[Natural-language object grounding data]
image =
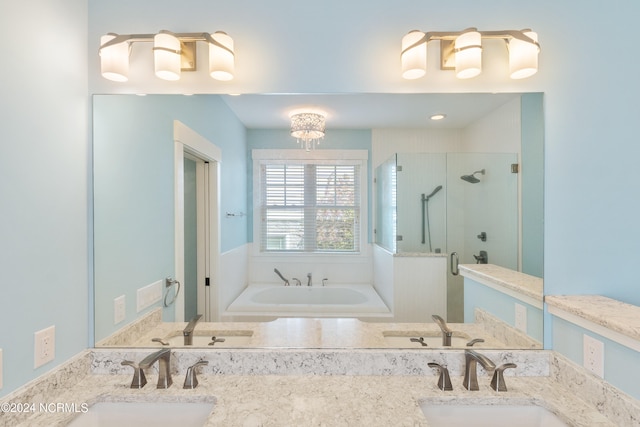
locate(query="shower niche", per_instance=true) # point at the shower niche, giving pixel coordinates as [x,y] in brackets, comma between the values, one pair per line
[439,203]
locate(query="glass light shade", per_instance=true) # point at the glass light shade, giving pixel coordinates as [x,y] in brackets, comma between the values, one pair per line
[166,55]
[414,60]
[468,52]
[221,61]
[114,60]
[523,56]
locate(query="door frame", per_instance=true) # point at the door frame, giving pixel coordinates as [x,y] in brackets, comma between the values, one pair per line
[190,142]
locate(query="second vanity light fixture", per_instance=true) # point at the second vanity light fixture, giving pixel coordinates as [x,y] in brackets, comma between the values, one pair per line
[173,53]
[462,51]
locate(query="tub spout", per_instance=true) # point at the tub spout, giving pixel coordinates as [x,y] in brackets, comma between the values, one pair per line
[446,332]
[188,331]
[286,282]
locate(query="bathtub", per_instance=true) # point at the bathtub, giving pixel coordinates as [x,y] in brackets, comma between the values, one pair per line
[309,301]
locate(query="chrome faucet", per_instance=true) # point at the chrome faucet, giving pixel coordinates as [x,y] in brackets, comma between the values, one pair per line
[163,357]
[188,331]
[446,332]
[472,358]
[190,380]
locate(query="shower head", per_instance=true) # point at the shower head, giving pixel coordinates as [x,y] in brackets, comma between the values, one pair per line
[472,178]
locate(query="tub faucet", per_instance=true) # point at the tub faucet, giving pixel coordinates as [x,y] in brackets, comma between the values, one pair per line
[163,357]
[188,331]
[472,358]
[446,332]
[286,282]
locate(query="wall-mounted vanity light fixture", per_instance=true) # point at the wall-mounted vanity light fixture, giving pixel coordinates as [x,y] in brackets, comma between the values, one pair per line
[462,51]
[172,52]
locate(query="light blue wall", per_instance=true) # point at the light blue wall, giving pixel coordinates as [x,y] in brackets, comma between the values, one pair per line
[44,183]
[502,306]
[134,199]
[335,139]
[532,143]
[620,362]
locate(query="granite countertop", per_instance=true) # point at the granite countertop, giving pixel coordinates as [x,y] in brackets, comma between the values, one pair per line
[272,400]
[525,284]
[318,333]
[615,315]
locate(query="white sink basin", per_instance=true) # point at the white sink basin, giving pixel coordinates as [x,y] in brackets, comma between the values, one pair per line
[157,414]
[397,340]
[489,416]
[202,339]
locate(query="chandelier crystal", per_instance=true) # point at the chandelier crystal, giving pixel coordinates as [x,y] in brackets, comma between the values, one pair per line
[308,129]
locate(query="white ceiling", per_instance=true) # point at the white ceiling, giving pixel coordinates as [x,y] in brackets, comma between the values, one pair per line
[367,111]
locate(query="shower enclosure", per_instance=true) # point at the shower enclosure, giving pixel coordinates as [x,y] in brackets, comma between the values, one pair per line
[476,209]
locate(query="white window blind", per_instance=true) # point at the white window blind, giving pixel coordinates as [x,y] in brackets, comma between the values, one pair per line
[310,207]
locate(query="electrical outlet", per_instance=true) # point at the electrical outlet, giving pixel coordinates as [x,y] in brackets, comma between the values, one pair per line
[44,346]
[119,309]
[593,355]
[521,317]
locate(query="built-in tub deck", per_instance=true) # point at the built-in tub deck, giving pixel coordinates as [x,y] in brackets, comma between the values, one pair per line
[348,300]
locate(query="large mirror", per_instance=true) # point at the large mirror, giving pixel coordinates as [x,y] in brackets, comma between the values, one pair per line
[178,183]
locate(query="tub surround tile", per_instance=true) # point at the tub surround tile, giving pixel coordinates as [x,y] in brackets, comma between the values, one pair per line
[615,315]
[530,287]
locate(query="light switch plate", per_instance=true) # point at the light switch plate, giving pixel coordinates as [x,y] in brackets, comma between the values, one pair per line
[44,346]
[119,309]
[521,317]
[593,355]
[149,295]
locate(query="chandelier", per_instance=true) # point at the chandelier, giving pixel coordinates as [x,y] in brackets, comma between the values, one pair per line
[308,129]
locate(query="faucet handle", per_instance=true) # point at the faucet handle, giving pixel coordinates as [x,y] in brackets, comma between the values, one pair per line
[444,381]
[497,382]
[191,381]
[139,380]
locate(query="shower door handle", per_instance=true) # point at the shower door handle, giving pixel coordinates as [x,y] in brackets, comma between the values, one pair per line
[455,271]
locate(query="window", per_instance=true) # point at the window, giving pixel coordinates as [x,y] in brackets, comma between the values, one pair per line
[310,206]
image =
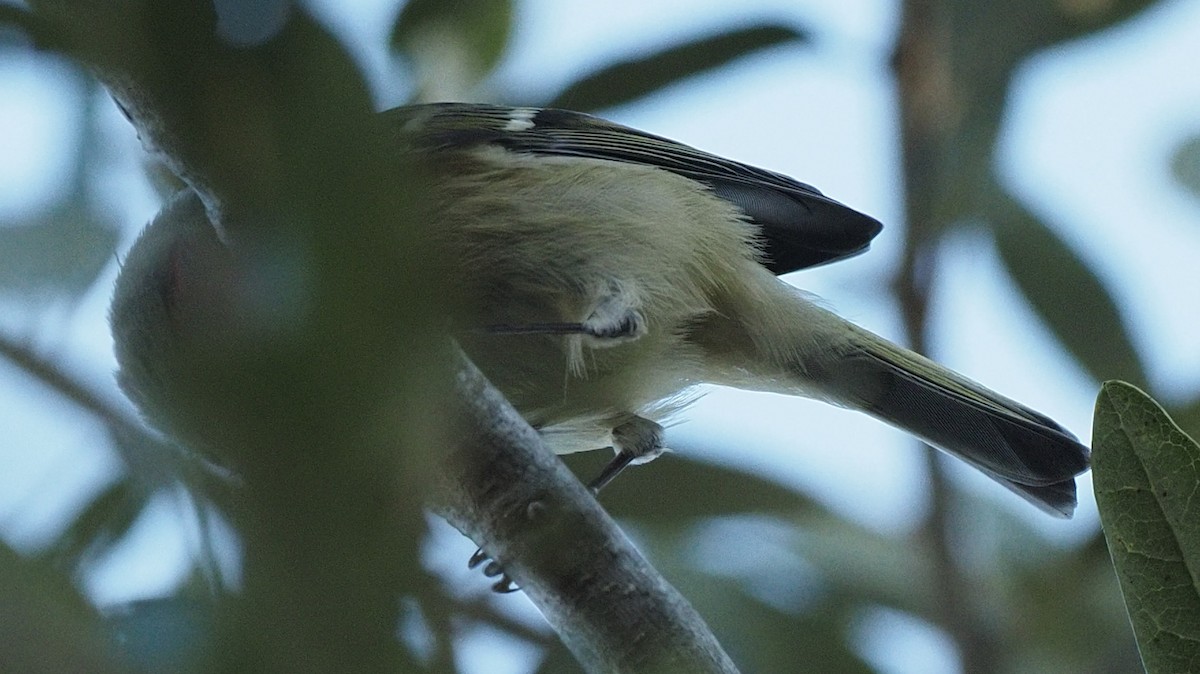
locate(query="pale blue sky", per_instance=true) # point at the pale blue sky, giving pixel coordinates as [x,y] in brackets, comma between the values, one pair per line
[1090,131]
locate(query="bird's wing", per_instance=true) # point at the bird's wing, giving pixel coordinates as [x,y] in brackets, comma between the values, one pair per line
[799,226]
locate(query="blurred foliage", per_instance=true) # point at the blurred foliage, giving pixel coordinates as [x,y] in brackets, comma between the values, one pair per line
[451,44]
[1051,609]
[1032,253]
[1186,166]
[1147,471]
[628,80]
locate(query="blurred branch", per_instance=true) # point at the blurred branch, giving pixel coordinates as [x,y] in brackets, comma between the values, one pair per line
[928,97]
[333,409]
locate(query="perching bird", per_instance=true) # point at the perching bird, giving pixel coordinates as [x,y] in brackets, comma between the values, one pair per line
[606,271]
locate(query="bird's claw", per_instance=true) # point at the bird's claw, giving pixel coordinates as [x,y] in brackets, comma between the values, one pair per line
[504,584]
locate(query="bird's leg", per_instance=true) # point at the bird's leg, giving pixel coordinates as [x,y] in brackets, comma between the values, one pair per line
[637,440]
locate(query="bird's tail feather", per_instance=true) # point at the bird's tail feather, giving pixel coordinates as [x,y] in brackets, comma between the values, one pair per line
[1017,446]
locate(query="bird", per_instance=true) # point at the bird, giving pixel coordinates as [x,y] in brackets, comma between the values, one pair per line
[605,272]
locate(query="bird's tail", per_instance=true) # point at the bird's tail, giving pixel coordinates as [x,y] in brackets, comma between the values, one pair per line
[834,360]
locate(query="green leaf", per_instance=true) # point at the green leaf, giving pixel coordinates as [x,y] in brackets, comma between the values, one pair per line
[478,30]
[1146,479]
[46,626]
[1067,295]
[1186,164]
[166,635]
[623,82]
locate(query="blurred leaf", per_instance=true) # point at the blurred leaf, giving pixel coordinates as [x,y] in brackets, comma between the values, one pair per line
[61,251]
[1146,477]
[1186,164]
[46,627]
[165,635]
[623,82]
[471,34]
[65,247]
[100,525]
[1067,295]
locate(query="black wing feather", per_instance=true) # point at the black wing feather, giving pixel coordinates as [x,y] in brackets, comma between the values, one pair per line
[799,226]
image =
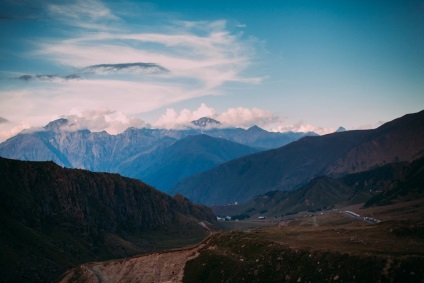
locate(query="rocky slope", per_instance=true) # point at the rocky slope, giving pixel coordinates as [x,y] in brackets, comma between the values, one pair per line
[142,153]
[383,185]
[53,218]
[285,254]
[184,158]
[289,167]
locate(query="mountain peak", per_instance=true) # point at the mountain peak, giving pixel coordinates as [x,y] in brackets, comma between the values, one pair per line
[340,129]
[256,129]
[205,122]
[56,124]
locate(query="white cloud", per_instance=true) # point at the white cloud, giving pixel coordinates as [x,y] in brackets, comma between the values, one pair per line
[247,117]
[301,126]
[87,14]
[201,56]
[233,117]
[101,119]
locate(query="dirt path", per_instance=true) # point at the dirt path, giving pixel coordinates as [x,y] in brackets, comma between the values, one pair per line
[155,267]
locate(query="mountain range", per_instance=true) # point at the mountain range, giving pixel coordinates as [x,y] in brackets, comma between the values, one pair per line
[290,167]
[158,156]
[388,184]
[53,218]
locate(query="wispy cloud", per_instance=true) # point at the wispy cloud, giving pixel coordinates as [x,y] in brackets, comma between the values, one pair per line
[38,77]
[94,59]
[86,14]
[101,120]
[144,68]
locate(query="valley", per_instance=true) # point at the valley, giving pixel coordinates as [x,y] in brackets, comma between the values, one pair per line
[291,249]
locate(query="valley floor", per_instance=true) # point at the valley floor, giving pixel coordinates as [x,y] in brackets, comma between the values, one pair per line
[321,247]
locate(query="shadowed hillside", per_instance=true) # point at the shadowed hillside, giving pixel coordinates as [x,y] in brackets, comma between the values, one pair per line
[291,166]
[54,218]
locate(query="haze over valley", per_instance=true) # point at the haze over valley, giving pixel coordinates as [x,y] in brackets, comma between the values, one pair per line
[211,141]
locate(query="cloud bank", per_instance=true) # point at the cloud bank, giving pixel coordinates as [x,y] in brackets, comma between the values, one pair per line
[90,56]
[239,117]
[101,120]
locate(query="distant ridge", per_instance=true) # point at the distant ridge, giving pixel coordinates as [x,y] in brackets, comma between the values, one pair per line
[340,129]
[206,122]
[291,166]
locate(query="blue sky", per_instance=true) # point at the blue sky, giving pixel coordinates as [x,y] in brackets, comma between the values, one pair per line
[283,65]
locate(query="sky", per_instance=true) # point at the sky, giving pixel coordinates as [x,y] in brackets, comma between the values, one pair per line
[282,65]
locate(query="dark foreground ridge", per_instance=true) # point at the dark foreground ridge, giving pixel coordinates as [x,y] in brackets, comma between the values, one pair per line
[54,218]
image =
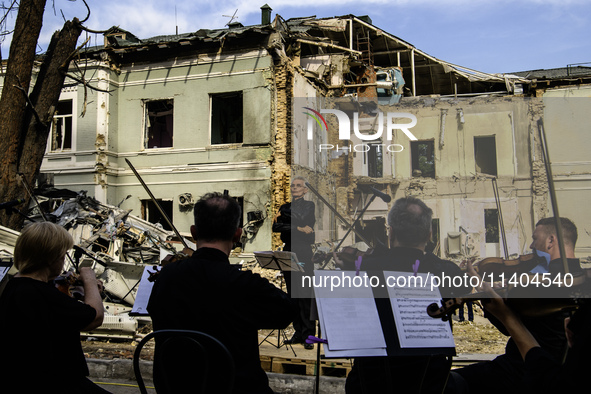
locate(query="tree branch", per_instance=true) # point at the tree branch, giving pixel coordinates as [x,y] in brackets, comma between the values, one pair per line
[29,102]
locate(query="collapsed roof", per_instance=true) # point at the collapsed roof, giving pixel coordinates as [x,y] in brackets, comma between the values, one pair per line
[363,44]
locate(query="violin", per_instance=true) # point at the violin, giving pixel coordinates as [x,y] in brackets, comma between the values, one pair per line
[70,284]
[346,256]
[529,302]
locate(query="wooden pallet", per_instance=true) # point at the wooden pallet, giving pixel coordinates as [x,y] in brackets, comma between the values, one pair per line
[297,366]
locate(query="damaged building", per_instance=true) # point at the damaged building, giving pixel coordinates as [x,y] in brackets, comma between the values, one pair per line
[222,109]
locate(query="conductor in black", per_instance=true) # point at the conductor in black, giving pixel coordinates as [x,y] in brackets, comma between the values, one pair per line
[295,221]
[206,293]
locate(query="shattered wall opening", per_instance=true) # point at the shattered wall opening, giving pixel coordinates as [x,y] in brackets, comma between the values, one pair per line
[61,129]
[159,123]
[226,118]
[423,158]
[152,214]
[485,155]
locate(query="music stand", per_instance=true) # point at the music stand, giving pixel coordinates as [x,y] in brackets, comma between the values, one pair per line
[282,261]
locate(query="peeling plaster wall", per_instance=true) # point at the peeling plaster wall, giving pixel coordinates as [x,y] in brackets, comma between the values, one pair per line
[567,116]
[458,194]
[113,130]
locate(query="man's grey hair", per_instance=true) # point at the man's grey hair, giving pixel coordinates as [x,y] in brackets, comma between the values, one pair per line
[410,221]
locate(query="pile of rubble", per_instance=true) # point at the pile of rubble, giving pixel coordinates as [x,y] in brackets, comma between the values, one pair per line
[116,244]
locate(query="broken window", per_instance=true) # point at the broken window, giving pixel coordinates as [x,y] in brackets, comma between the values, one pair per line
[485,155]
[433,244]
[61,129]
[491,225]
[151,213]
[373,230]
[374,157]
[226,118]
[158,121]
[423,158]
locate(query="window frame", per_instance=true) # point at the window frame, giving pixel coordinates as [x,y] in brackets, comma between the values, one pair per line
[414,147]
[70,96]
[146,124]
[212,122]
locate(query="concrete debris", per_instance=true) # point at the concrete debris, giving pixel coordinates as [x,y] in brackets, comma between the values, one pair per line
[116,244]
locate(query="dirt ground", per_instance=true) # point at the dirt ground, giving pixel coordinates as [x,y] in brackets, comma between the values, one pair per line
[471,337]
[475,337]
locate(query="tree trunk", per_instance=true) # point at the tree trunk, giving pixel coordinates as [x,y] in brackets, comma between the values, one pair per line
[23,138]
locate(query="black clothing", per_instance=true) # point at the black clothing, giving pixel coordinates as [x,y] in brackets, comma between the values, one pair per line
[403,374]
[543,374]
[205,293]
[40,328]
[506,372]
[299,213]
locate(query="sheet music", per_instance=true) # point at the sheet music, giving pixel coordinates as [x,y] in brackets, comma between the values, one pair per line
[144,290]
[349,319]
[416,329]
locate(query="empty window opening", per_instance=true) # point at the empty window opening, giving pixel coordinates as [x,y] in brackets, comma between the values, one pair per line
[485,155]
[433,245]
[151,213]
[375,160]
[491,225]
[423,158]
[61,130]
[159,115]
[373,230]
[226,118]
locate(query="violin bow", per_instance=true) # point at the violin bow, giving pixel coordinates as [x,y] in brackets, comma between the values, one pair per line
[552,191]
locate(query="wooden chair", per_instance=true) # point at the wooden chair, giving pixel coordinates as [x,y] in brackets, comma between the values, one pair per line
[187,361]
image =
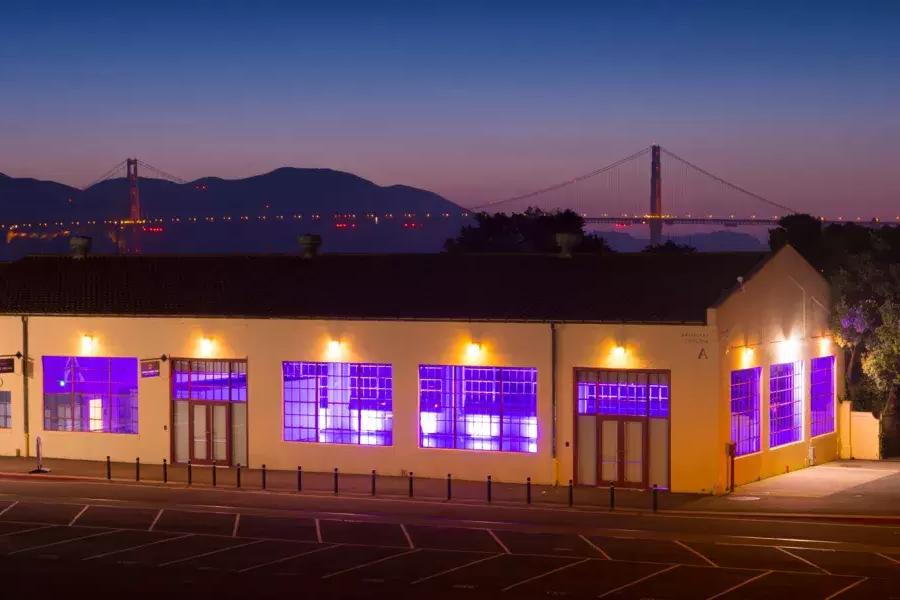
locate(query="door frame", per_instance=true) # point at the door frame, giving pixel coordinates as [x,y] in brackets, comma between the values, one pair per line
[598,417]
[210,440]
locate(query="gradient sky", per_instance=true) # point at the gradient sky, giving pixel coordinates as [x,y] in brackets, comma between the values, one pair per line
[798,101]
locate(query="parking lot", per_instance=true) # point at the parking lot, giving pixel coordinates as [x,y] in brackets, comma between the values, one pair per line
[422,561]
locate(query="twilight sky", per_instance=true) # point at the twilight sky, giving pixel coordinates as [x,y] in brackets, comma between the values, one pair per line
[798,101]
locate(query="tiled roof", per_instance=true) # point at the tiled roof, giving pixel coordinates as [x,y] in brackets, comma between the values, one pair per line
[616,287]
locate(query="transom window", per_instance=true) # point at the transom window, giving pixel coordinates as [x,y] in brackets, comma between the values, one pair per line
[90,394]
[624,393]
[745,410]
[478,408]
[785,403]
[821,395]
[209,380]
[338,403]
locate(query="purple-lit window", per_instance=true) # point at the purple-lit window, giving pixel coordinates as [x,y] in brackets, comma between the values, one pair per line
[218,380]
[745,410]
[620,392]
[90,394]
[5,409]
[785,403]
[821,395]
[338,403]
[478,408]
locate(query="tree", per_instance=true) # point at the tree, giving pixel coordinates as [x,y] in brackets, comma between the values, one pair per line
[531,231]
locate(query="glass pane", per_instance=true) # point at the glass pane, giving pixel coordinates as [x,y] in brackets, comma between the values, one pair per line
[200,450]
[609,450]
[634,451]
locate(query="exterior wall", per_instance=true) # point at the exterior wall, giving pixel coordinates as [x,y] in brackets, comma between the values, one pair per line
[694,409]
[780,316]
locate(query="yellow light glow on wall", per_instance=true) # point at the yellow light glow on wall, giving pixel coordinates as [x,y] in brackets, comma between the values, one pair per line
[747,355]
[88,345]
[334,350]
[206,347]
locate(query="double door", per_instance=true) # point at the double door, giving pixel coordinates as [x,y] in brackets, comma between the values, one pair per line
[210,433]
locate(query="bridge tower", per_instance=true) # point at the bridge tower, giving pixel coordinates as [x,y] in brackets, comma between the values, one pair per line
[655,196]
[134,198]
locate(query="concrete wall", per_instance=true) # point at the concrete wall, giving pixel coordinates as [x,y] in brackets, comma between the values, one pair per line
[781,315]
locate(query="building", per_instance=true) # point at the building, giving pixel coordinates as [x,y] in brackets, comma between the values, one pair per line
[633,369]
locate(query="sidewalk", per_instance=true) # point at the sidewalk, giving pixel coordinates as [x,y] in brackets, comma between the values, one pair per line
[841,490]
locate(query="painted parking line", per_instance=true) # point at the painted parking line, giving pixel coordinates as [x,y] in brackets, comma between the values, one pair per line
[546,574]
[58,542]
[205,554]
[288,558]
[370,563]
[457,568]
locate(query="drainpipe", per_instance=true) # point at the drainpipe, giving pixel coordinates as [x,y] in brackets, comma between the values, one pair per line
[25,363]
[553,404]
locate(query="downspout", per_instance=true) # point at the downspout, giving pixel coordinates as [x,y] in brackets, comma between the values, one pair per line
[553,404]
[25,365]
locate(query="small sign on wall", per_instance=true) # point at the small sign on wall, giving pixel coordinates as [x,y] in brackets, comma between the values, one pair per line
[7,365]
[149,368]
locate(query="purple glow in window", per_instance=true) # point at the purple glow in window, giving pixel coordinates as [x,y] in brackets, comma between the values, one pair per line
[785,403]
[821,393]
[624,393]
[218,380]
[338,403]
[478,408]
[90,394]
[745,410]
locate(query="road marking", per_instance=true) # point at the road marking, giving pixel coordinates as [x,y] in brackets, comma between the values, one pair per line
[406,533]
[155,520]
[595,547]
[4,511]
[800,558]
[846,588]
[370,563]
[210,553]
[287,558]
[80,512]
[454,569]
[644,578]
[499,543]
[742,584]
[557,570]
[139,547]
[61,542]
[688,548]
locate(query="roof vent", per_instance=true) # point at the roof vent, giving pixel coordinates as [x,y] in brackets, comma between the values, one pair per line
[309,244]
[567,242]
[80,246]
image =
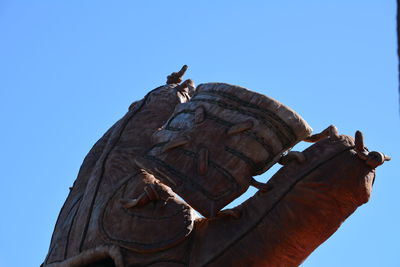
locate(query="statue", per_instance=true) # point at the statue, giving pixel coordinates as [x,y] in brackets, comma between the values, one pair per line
[181,149]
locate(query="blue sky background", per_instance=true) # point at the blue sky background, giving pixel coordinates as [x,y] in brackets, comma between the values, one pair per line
[70,69]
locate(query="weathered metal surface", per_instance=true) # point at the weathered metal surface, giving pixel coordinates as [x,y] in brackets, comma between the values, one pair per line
[117,214]
[213,144]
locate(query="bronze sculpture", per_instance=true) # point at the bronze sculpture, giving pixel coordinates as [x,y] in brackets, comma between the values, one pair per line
[205,144]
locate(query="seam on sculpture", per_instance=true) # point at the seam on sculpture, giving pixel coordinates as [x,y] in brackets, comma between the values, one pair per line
[273,206]
[111,146]
[262,142]
[243,157]
[234,98]
[175,238]
[275,128]
[70,229]
[163,261]
[211,164]
[186,179]
[57,221]
[209,116]
[66,246]
[168,124]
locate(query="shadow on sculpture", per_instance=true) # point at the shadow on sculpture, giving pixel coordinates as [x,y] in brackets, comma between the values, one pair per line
[182,149]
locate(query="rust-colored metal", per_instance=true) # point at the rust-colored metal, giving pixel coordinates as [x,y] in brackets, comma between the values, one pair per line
[126,209]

Brief
The lines to return run from the one containing "at the weathered" through the last line of the records above. Give them exactly and include nothing more.

Response box
locate(query="weathered metal surface", per_instance=true) # point at the weathered metal surface, giving pixel coordinates as [x,y] in brackets, comma between the values, one pair per line
[117,214]
[213,144]
locate(query="bronze sculpture", per_instance=true) # point at the bronze sculpture, giving pixel coordinates as [x,y] in brackets, comma between the values, one pair per line
[205,144]
locate(query="seam on sculpture", per_instance=true) # point at the seam on sculpture, giving pixel coordinates as [x,y] in brackets, comma between the values, one pair per line
[273,206]
[111,146]
[262,142]
[243,157]
[234,98]
[175,238]
[275,128]
[70,229]
[163,261]
[211,164]
[186,179]
[57,221]
[209,116]
[66,246]
[168,124]
locate(query="shadow on sculpture", per_instance=true) # point at the shadow on sculpture, giving pixel coordinates as [x,y] in brackets, comma between the values, one pair per line
[182,149]
locate(query="rust-colored metal", per_instance=true) # point at the rust-colored metal, giving pixel coordinates as [x,y] in brackets, comma between the values, one pair per line
[126,209]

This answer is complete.